/---

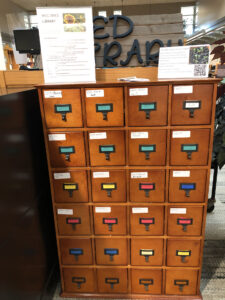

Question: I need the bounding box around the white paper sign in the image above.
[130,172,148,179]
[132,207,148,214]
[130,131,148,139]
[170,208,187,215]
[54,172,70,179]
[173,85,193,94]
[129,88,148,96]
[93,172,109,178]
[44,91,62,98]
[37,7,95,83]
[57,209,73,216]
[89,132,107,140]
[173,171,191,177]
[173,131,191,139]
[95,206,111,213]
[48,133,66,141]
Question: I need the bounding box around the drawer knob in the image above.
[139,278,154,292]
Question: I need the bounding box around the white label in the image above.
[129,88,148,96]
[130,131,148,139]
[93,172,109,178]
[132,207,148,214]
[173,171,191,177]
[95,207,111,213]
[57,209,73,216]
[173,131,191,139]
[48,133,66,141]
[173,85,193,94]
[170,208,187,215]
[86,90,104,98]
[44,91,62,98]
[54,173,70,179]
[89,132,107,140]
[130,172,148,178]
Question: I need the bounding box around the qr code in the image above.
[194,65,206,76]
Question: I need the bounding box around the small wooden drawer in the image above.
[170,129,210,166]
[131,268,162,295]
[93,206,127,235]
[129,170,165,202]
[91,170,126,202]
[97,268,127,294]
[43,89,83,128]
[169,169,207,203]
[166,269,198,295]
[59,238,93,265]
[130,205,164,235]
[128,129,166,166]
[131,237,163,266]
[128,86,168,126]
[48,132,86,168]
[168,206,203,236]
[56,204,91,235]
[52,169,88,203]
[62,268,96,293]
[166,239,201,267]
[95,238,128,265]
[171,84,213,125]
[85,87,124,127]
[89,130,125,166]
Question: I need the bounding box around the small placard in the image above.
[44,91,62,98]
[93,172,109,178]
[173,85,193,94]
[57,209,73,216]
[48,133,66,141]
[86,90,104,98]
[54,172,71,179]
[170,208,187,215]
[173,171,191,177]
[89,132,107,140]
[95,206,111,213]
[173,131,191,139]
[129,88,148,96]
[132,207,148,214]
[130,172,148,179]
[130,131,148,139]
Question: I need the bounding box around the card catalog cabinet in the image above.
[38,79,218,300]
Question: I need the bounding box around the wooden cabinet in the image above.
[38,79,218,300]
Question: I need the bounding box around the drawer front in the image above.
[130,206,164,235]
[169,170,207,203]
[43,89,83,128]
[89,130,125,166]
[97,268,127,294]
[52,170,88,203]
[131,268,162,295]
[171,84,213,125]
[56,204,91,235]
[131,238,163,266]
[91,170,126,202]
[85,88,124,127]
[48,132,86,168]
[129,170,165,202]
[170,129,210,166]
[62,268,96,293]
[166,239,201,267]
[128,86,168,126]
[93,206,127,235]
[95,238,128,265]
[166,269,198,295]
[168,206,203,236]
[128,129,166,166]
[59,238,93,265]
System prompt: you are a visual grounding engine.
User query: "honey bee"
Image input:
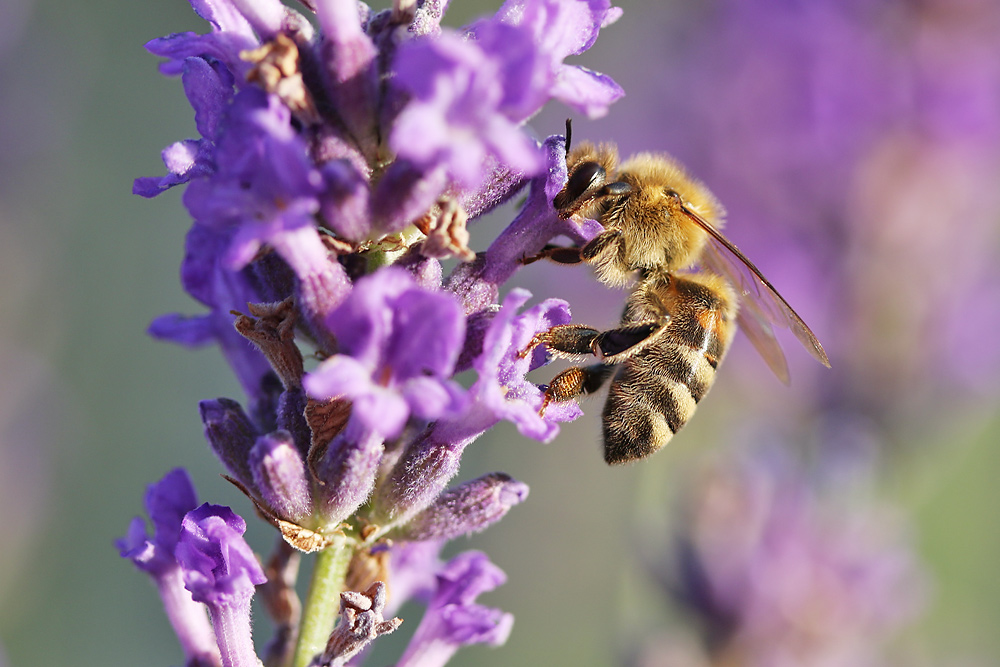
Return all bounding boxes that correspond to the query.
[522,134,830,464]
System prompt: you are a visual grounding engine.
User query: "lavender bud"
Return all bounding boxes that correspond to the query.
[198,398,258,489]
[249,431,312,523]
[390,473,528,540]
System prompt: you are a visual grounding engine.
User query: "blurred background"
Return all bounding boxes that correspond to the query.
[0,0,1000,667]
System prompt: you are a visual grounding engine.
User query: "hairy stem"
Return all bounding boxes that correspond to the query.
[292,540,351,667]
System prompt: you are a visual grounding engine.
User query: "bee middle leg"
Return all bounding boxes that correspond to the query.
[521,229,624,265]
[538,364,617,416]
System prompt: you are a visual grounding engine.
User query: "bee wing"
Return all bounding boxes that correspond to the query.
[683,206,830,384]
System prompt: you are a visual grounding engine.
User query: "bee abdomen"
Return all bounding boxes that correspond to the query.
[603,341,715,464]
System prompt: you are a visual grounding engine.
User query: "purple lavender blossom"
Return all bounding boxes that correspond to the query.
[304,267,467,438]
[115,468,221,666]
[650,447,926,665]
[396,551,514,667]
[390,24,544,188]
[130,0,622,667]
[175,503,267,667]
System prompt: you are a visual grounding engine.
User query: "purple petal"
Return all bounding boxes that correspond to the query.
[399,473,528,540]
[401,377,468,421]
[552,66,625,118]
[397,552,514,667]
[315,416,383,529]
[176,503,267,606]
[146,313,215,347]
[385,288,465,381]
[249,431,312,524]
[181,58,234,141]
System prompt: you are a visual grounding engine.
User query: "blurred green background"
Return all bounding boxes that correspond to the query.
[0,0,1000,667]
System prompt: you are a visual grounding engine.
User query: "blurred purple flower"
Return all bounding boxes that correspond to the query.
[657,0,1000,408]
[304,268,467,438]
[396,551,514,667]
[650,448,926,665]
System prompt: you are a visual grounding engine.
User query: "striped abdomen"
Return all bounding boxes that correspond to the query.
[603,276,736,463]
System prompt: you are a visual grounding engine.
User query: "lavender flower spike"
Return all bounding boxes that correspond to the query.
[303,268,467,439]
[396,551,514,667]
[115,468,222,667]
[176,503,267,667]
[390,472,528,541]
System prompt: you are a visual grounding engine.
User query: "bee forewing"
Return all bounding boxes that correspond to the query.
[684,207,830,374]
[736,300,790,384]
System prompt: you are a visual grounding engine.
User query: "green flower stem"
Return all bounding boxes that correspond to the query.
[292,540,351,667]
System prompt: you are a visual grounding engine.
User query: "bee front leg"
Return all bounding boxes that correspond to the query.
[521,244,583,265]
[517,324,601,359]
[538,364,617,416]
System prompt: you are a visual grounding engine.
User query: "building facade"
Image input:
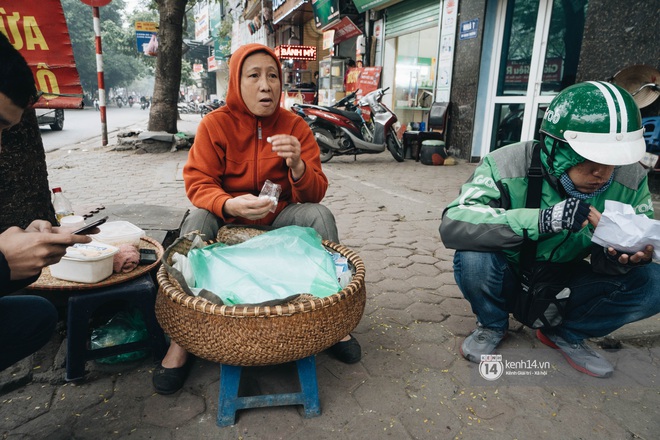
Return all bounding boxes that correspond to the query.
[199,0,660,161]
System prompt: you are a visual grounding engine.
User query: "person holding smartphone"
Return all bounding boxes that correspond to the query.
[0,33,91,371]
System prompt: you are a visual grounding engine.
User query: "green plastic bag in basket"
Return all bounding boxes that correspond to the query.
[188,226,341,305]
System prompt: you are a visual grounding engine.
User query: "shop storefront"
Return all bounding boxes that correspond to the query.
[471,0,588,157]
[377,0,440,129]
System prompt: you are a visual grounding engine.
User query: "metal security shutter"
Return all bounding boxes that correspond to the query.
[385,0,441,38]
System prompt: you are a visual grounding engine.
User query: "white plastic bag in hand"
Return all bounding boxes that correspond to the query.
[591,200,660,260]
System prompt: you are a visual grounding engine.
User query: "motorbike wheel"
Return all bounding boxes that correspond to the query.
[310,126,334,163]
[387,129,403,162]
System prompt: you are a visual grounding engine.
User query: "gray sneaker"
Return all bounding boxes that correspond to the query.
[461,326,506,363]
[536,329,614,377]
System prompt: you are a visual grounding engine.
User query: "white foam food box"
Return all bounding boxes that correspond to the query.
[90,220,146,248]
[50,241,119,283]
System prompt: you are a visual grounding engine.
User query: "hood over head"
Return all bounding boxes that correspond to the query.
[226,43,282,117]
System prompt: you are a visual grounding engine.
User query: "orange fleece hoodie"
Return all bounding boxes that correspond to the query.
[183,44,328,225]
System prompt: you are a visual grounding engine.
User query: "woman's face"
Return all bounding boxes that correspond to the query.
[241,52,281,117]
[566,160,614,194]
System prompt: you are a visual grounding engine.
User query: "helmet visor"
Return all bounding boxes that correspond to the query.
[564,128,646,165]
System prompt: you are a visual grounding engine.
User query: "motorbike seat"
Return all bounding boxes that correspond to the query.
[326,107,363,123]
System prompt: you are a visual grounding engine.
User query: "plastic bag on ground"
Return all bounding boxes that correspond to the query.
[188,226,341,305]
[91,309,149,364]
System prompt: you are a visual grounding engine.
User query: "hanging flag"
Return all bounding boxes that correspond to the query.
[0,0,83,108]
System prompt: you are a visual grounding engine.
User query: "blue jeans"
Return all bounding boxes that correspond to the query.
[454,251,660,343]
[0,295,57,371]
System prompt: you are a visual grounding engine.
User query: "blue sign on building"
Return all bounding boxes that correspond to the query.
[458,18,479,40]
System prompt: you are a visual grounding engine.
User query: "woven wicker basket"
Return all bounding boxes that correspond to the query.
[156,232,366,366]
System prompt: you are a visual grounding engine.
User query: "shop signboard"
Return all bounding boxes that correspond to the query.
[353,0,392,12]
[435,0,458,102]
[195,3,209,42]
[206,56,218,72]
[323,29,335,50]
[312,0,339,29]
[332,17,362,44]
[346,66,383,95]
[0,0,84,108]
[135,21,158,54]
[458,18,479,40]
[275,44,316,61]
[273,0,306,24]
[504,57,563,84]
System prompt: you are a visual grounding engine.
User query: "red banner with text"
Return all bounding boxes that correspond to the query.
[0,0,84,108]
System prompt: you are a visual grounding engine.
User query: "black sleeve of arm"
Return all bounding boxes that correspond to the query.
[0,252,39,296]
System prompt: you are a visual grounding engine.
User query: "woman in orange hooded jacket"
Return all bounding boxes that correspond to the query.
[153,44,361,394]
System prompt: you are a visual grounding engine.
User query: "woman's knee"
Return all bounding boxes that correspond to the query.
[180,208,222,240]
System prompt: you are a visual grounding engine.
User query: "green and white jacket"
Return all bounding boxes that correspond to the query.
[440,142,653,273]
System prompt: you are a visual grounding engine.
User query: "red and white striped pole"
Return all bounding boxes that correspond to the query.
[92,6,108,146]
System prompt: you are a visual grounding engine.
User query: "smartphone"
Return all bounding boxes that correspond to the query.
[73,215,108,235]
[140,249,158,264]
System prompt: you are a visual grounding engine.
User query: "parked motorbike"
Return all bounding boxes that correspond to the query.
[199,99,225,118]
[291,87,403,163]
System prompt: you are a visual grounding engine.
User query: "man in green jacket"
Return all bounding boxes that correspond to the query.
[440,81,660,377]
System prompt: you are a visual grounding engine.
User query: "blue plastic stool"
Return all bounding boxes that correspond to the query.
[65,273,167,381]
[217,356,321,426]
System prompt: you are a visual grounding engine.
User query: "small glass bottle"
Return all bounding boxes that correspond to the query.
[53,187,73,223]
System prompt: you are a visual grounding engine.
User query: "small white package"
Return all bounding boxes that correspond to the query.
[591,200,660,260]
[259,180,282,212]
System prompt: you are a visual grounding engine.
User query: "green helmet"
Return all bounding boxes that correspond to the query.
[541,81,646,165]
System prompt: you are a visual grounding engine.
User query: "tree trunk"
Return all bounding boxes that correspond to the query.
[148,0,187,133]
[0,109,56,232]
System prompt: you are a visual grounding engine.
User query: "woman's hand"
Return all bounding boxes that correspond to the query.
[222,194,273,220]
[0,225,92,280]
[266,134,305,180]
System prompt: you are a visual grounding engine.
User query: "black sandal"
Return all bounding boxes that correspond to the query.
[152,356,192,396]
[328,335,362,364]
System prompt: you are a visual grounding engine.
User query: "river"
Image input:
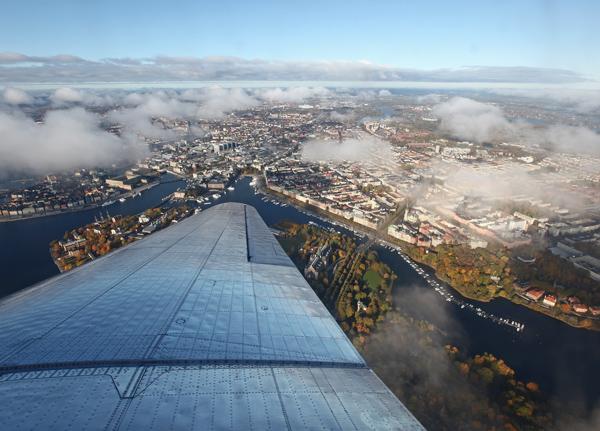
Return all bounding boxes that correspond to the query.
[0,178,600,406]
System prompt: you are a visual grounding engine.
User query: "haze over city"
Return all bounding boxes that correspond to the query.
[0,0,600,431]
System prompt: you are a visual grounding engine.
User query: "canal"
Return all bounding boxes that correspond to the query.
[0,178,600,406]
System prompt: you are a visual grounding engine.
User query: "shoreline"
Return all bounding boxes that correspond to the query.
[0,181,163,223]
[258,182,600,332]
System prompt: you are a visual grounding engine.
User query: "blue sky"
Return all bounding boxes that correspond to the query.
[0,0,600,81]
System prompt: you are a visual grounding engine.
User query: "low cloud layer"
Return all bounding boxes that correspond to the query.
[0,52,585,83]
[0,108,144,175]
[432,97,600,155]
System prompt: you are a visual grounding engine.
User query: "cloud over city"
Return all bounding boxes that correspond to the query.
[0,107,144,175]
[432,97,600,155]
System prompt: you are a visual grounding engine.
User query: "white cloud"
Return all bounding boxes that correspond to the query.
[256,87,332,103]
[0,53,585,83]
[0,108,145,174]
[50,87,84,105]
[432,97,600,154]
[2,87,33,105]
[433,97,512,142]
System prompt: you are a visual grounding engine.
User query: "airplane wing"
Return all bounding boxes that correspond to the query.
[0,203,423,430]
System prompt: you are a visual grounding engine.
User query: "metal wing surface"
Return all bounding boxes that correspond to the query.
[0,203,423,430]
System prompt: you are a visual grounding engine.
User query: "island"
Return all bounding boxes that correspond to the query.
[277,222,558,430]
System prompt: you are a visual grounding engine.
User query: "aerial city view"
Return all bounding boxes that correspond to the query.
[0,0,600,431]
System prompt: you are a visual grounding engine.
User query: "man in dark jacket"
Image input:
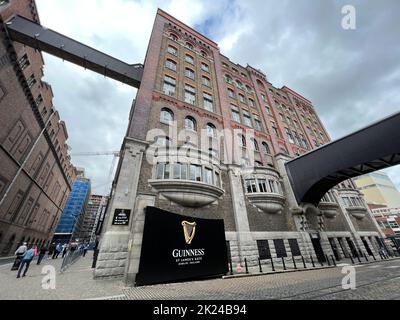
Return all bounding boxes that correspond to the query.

\---

▸ WHAT TO WORK ON: Return every line of the entries above that contains the string "cloud". A line counts only if the letters match in case.

▸ ANSWER TO THE PROBLEM:
User query: "low cloud layer"
User query: "cloud over city"
User query: "white cloud"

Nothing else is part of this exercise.